◆ TASK TO CARRY OUT: Here is a block of records. Copy every line in it that includes "watermelon".
━━━━━━━━━━━━━━━━━━━━━━━━━━━━━━
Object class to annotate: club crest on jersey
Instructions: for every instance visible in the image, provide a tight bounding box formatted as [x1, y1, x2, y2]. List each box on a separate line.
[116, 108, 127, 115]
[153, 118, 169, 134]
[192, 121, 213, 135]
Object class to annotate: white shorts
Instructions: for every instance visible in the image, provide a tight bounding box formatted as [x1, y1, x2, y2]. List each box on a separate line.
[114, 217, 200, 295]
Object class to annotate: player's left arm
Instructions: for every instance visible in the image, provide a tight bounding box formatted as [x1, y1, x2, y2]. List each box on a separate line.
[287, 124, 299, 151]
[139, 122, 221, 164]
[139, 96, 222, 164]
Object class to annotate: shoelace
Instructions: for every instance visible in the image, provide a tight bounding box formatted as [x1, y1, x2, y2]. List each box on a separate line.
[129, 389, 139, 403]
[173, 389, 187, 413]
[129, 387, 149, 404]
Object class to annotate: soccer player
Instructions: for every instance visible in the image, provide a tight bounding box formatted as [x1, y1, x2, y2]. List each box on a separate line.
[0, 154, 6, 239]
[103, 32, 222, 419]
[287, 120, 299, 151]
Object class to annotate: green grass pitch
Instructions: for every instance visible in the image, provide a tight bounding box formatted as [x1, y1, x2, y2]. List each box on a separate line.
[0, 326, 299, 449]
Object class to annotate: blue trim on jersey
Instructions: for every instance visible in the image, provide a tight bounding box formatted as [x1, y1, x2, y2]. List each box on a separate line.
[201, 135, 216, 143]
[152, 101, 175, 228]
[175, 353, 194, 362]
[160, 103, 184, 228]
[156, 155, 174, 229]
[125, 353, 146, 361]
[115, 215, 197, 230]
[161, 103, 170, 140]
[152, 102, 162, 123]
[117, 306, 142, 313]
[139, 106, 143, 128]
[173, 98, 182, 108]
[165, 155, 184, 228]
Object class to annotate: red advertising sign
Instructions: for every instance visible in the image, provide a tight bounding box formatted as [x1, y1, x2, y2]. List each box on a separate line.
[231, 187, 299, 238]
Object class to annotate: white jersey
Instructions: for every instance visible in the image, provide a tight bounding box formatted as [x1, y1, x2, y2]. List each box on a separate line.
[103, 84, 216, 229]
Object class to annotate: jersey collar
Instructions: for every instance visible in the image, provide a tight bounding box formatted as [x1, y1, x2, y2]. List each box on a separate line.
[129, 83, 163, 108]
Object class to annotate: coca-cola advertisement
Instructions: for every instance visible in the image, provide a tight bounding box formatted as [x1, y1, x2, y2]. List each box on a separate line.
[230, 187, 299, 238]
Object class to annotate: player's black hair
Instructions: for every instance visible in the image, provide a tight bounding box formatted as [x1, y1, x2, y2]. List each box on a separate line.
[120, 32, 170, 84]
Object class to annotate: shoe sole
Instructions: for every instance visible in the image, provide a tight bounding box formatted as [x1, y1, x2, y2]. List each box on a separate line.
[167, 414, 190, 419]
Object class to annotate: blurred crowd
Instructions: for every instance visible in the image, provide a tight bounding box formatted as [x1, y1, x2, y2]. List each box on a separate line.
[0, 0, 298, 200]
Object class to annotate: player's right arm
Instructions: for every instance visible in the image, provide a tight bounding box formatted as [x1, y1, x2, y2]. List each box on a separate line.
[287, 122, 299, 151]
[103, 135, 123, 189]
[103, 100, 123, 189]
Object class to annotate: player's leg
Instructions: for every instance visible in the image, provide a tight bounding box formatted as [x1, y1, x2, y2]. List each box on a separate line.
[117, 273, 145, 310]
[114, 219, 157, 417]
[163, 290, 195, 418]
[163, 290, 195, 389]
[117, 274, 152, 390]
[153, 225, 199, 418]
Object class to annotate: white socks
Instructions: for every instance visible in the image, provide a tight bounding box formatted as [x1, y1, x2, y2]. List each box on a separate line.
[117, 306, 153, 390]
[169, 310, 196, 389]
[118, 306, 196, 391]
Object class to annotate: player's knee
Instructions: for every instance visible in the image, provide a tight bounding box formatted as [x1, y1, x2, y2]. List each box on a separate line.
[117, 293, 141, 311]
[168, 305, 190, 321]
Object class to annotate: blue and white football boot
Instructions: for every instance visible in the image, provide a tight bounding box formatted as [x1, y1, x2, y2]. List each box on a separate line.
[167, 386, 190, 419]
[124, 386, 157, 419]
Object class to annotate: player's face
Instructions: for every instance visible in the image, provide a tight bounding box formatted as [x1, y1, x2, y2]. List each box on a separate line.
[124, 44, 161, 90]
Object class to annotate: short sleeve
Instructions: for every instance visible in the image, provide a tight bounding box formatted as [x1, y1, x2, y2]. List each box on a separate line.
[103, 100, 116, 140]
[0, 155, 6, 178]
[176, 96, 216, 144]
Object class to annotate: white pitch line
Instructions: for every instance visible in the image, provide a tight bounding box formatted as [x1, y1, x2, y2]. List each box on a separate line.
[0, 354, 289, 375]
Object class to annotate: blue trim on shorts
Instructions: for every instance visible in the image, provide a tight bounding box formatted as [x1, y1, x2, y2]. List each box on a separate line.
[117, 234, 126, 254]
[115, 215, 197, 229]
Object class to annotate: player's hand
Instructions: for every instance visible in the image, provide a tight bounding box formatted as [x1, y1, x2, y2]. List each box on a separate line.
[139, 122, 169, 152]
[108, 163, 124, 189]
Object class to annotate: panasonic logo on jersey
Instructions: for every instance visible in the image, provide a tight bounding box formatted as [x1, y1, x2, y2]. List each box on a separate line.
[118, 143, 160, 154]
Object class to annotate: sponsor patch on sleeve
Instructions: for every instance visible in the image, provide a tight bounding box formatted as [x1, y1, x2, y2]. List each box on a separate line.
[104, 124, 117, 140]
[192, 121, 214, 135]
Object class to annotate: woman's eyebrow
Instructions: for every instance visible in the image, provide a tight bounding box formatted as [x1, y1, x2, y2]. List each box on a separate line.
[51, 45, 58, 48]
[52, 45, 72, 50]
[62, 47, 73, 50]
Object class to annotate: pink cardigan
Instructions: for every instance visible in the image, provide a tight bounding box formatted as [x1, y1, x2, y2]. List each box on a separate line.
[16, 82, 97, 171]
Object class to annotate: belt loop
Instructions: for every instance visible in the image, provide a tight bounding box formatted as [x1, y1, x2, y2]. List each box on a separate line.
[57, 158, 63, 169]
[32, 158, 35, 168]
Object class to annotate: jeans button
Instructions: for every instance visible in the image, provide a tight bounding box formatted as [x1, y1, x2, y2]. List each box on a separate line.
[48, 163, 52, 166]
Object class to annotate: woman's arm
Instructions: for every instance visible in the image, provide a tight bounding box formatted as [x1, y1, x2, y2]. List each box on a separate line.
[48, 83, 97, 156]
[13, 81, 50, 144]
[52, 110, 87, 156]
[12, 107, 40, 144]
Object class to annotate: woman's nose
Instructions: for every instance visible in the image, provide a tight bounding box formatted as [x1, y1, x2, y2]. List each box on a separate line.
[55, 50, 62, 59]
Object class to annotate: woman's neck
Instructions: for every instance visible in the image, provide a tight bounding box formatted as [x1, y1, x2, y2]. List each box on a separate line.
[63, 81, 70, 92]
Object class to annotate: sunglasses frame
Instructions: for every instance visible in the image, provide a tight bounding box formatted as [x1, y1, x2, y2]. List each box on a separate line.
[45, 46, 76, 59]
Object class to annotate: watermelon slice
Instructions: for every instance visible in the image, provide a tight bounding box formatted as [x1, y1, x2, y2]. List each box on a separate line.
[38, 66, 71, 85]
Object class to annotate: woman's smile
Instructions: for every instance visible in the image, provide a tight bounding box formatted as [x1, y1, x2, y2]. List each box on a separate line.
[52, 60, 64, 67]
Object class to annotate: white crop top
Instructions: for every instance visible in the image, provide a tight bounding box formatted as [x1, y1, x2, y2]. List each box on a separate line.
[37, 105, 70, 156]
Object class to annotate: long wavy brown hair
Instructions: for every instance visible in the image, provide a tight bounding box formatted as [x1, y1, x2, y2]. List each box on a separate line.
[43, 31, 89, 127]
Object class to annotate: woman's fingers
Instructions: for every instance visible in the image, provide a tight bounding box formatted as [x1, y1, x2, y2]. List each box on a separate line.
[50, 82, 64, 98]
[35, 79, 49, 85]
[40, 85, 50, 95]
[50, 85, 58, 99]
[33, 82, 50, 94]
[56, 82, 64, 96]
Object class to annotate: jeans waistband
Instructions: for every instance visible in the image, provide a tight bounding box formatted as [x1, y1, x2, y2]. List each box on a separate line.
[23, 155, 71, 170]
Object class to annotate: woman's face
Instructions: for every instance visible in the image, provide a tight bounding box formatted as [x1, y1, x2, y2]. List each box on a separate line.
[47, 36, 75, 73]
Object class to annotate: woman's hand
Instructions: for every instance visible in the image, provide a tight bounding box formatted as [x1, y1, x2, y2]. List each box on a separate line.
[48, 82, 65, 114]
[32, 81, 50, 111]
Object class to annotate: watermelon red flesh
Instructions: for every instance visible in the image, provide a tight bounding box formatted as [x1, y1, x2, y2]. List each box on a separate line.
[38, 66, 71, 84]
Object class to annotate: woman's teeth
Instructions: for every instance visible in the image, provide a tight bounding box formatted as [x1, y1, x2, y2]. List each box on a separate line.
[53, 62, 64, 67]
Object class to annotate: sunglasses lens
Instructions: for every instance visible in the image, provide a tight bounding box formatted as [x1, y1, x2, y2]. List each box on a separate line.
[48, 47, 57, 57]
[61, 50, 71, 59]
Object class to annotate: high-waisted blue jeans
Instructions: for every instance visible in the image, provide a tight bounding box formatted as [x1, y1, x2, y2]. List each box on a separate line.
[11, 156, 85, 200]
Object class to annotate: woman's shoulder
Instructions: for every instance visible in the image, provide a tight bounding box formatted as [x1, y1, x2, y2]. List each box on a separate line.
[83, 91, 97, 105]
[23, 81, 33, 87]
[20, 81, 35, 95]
━━━━━━━━━━━━━━━━━━━━━━━━━━━━━━
◆ COMPLETED TASK:
Object class to annotate: watermelon slice
Object class to annotate: watermelon red flesh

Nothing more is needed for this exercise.